begin Records for this exercise

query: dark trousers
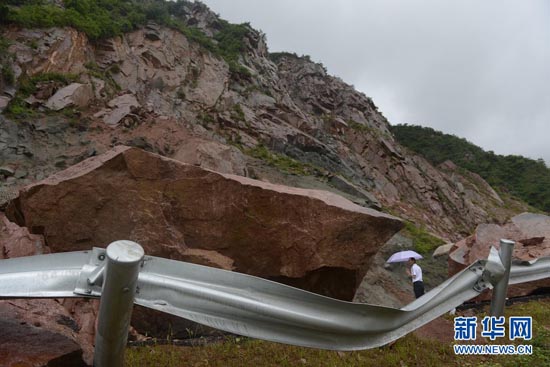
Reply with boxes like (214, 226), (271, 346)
(413, 280), (424, 298)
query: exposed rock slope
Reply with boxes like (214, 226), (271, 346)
(0, 5), (532, 239)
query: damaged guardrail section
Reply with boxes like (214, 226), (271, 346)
(0, 241), (550, 366)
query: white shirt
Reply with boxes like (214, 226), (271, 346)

end Records for this exercise

Without the pictures, return all the records precisely as they stand.

query: dark trousers
Reply with boxes like (214, 226), (271, 346)
(413, 280), (424, 298)
query: exposed rock slope
Reply with boxes like (214, 226), (271, 346)
(0, 5), (532, 239)
query: damaged guardrail section
Reply with boxes like (214, 226), (271, 346)
(0, 241), (550, 366)
query: white shirt
Reply with boxes like (214, 226), (271, 346)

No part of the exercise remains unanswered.